Posted: December 21, 2007 07:42 PM

Military Judge Dashes Hopes that Guantánamo Detainees Have Rights as Prisoners of War


On Monday, just three weeks away from Guantánamo's sixth anniversary, military judge Captain Keith Allred dealt what appeared to be a severe blow to the legitimacy of the Military Commissions - the unprecedented trial system established to try Guantánamo detainees for war crimes - by ruling that he would undertake a review to determine whether Salim Hamdan, a Yemeni who worked as a driver for Osama bin Laden, was actually a Prisoner of War, as defined by the Geneva Conventions.

For an administration that has done all in its power to deny its legal responsibilities as a signatory to the Conventions, this was worrying news indeed, but just three days later Capt. Allred delivered his verdict, ruling that Hamdan was not entitled to be regarded as a Prisoner of War, and that his trial by Military Commission could proceed. Noticeably, however, his dissent, though fleeting, appeared so well argued that doubts remain as to whether he made up his own mind or was subjected to pressure from higher up the chain of command.

--------------------

PROBLEMS TO WORK ON –
1. In the Guantánamo article, what did Capt. Allred rule about Salim Hamdan three days after announcing his review?
2. Give the lines of the records as a JSON list of strings, one string per line and blank lines skipped. Begin at the line that contains "of the blurred" and stop after the last line of the records.

--------------------

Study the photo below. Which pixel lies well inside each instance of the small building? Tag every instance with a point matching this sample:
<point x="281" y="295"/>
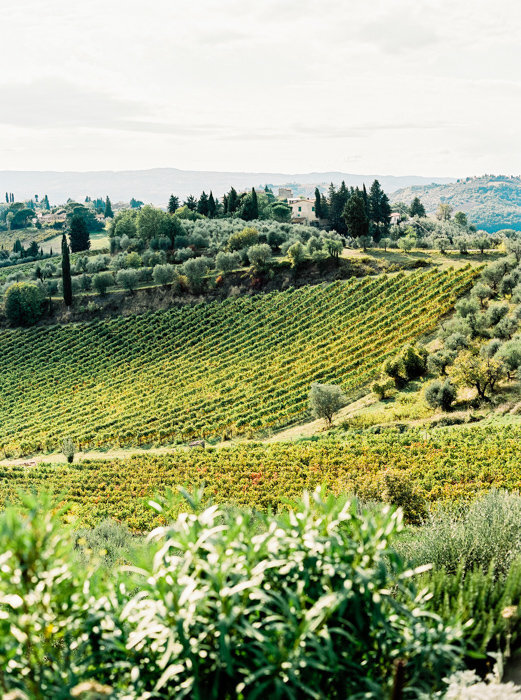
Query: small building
<point x="302" y="210"/>
<point x="285" y="193"/>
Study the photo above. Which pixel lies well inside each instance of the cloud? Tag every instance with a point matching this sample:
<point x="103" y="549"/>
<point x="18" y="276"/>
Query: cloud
<point x="60" y="103"/>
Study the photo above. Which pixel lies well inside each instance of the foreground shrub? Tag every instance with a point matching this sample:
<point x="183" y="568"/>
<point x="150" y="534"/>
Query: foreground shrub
<point x="483" y="534"/>
<point x="440" y="394"/>
<point x="23" y="304"/>
<point x="312" y="603"/>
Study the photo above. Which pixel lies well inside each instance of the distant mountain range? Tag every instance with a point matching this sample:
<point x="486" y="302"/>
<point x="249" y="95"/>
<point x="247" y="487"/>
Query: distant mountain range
<point x="155" y="186"/>
<point x="491" y="202"/>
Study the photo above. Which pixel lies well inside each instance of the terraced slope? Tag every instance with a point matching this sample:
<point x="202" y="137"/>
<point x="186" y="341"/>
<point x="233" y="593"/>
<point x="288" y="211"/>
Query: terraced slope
<point x="446" y="463"/>
<point x="241" y="365"/>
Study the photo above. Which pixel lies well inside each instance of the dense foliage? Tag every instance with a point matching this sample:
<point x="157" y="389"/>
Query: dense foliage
<point x="311" y="603"/>
<point x="409" y="470"/>
<point x="237" y="366"/>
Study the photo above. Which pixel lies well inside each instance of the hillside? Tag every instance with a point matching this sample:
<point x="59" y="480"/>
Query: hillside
<point x="232" y="367"/>
<point x="491" y="202"/>
<point x="154" y="186"/>
<point x="446" y="463"/>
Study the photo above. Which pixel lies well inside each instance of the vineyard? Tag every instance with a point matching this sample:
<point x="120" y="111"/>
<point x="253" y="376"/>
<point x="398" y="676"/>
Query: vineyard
<point x="235" y="367"/>
<point x="446" y="463"/>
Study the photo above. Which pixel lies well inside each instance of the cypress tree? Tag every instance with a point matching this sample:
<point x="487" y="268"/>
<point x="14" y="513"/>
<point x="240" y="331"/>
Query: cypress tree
<point x="233" y="201"/>
<point x="79" y="235"/>
<point x="191" y="202"/>
<point x="173" y="204"/>
<point x="212" y="207"/>
<point x="417" y="208"/>
<point x="108" y="209"/>
<point x="355" y="216"/>
<point x="66" y="273"/>
<point x="202" y="207"/>
<point x="318" y="204"/>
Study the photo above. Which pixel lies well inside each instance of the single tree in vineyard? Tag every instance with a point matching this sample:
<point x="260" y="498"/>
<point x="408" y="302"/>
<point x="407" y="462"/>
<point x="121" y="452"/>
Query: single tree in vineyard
<point x="109" y="214"/>
<point x="191" y="202"/>
<point x="66" y="272"/>
<point x="355" y="216"/>
<point x="79" y="235"/>
<point x="318" y="204"/>
<point x="325" y="400"/>
<point x="173" y="204"/>
<point x="417" y="208"/>
<point x="212" y="207"/>
<point x="233" y="201"/>
<point x="250" y="208"/>
<point x="379" y="211"/>
<point x="202" y="206"/>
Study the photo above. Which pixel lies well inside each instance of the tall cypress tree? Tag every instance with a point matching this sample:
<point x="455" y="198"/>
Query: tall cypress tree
<point x="173" y="204"/>
<point x="212" y="208"/>
<point x="233" y="200"/>
<point x="318" y="204"/>
<point x="250" y="208"/>
<point x="355" y="216"/>
<point x="379" y="211"/>
<point x="79" y="234"/>
<point x="108" y="209"/>
<point x="202" y="206"/>
<point x="66" y="273"/>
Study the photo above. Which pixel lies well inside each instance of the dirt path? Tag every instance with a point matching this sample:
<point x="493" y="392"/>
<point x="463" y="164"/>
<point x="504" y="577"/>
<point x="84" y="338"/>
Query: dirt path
<point x="287" y="435"/>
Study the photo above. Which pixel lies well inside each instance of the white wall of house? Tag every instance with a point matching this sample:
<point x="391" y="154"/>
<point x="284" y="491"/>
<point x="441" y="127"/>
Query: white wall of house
<point x="303" y="209"/>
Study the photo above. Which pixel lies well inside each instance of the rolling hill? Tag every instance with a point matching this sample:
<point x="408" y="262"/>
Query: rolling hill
<point x="222" y="368"/>
<point x="491" y="202"/>
<point x="154" y="186"/>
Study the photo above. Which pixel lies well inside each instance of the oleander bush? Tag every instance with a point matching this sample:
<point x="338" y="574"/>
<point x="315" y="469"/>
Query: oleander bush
<point x="238" y="366"/>
<point x="315" y="603"/>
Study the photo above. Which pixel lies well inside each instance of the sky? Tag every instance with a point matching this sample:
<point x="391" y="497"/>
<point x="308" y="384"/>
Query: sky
<point x="399" y="87"/>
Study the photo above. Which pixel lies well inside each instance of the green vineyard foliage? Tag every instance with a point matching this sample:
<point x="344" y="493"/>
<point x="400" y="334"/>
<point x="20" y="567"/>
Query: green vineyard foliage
<point x="443" y="464"/>
<point x="237" y="366"/>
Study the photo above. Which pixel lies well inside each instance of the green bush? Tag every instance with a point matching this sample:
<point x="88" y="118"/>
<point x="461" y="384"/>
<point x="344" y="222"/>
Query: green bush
<point x="24" y="304"/>
<point x="485" y="533"/>
<point x="102" y="281"/>
<point x="311" y="603"/>
<point x="440" y="394"/>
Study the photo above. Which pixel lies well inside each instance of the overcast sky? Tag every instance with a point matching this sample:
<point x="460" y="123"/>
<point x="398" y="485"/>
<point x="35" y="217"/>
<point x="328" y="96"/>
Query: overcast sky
<point x="426" y="87"/>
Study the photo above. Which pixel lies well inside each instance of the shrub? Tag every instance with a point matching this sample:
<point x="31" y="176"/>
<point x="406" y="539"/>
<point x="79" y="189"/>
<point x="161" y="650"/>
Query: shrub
<point x="484" y="534"/>
<point x="259" y="255"/>
<point x="414" y="361"/>
<point x="196" y="270"/>
<point x="243" y="239"/>
<point x="128" y="279"/>
<point x="437" y="362"/>
<point x="325" y="400"/>
<point x="68" y="450"/>
<point x="393" y="367"/>
<point x="163" y="274"/>
<point x="225" y="606"/>
<point x="440" y="394"/>
<point x="102" y="281"/>
<point x="382" y="388"/>
<point x="226" y="262"/>
<point x="133" y="260"/>
<point x="24" y="303"/>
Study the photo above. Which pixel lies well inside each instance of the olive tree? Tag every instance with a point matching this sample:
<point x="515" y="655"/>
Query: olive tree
<point x="128" y="279"/>
<point x="226" y="262"/>
<point x="102" y="281"/>
<point x="163" y="274"/>
<point x="325" y="400"/>
<point x="23" y="303"/>
<point x="259" y="255"/>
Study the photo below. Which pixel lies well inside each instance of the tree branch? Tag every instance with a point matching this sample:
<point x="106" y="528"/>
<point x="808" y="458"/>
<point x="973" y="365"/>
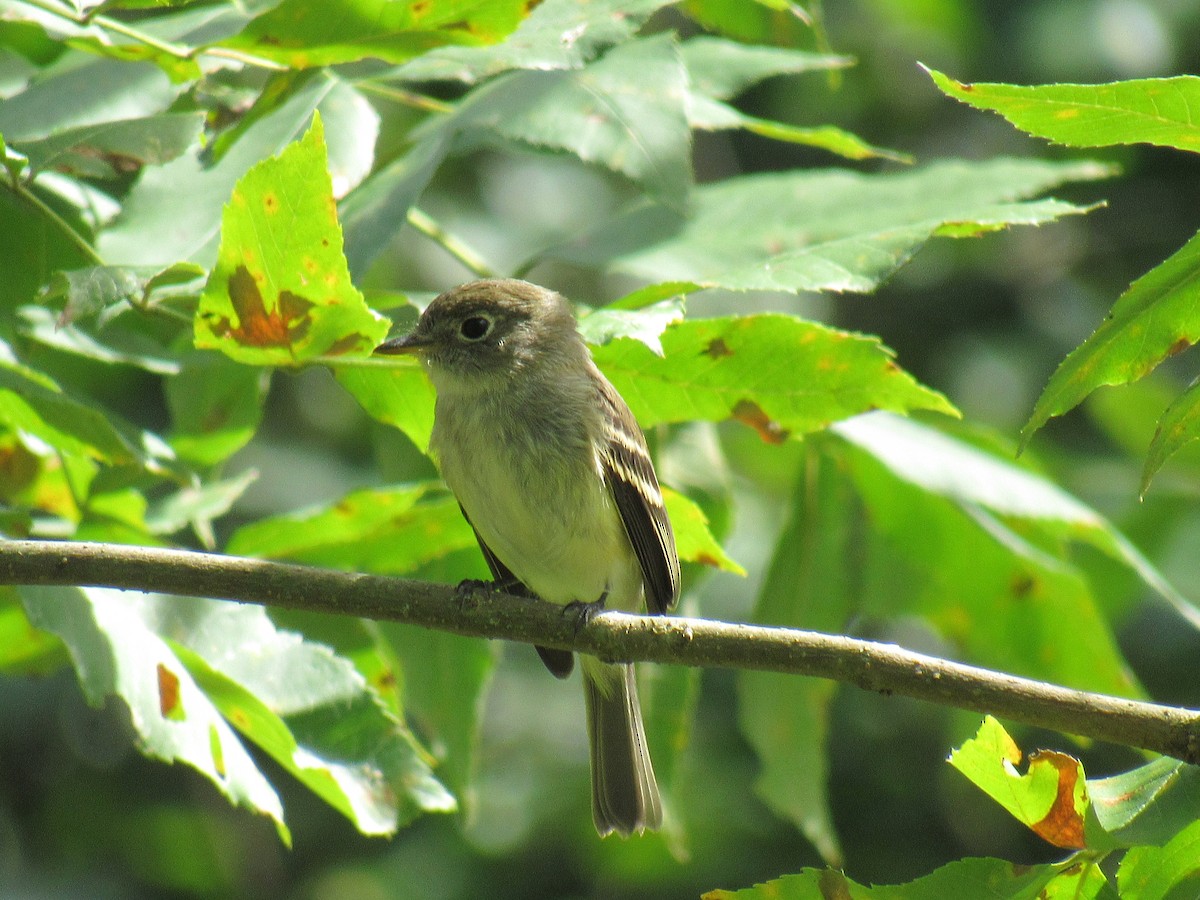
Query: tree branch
<point x="886" y="669"/>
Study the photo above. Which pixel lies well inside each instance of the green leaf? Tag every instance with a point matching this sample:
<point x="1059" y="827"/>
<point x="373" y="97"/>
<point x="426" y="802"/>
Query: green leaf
<point x="311" y="711"/>
<point x="694" y="541"/>
<point x="708" y="114"/>
<point x="197" y="505"/>
<point x="556" y="35"/>
<point x="378" y="208"/>
<point x="117" y="653"/>
<point x="24" y="649"/>
<point x="216" y="406"/>
<point x="91" y="93"/>
<point x="1151" y="322"/>
<point x="352" y="125"/>
<point x="94" y="292"/>
<point x="35" y="405"/>
<point x="1050" y="798"/>
<point x="827" y="229"/>
<point x="645" y="324"/>
<point x="155" y="228"/>
<point x="785" y="719"/>
<point x="447" y="678"/>
<point x="1179" y="426"/>
<point x="1155" y="873"/>
<point x="109" y="149"/>
<point x="625" y="112"/>
<point x="723" y="69"/>
<point x="42" y="325"/>
<point x="975" y="479"/>
<point x="1149" y="111"/>
<point x="397" y="394"/>
<point x="281" y="293"/>
<point x="960" y="879"/>
<point x="35" y="246"/>
<point x="779" y="375"/>
<point x="763" y="22"/>
<point x="1147" y="805"/>
<point x="388" y="531"/>
<point x="981" y="550"/>
<point x="309" y="33"/>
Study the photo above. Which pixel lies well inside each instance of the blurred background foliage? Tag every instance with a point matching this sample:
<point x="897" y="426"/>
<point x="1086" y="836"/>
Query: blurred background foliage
<point x="984" y="321"/>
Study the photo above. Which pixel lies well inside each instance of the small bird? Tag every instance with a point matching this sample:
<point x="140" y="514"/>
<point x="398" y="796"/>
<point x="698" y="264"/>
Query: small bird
<point x="552" y="472"/>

--------------------

RESPONSES FOR EACH TASK –
1. He ruled that Hamdan was not entitled to be regarded as a Prisoner of War and that his trial by Military Commission could proceed.

2.
[
  "Study the photo above. Which pixel lies well inside each instance of the blurred background foliage? Tag every instance with a point matching this sample:",
  "<point x=\"897\" y=\"426\"/>",
  "<point x=\"1086\" y=\"836\"/>",
  "Query: blurred background foliage",
  "<point x=\"984\" y=\"321\"/>",
  "Study the photo above. Which pixel lies well inside each instance of the small bird? Tag every instance with a point matching this sample:",
  "<point x=\"140\" y=\"514\"/>",
  "<point x=\"398\" y=\"796\"/>",
  "<point x=\"698\" y=\"264\"/>",
  "Query: small bird",
  "<point x=\"552\" y=\"472\"/>"
]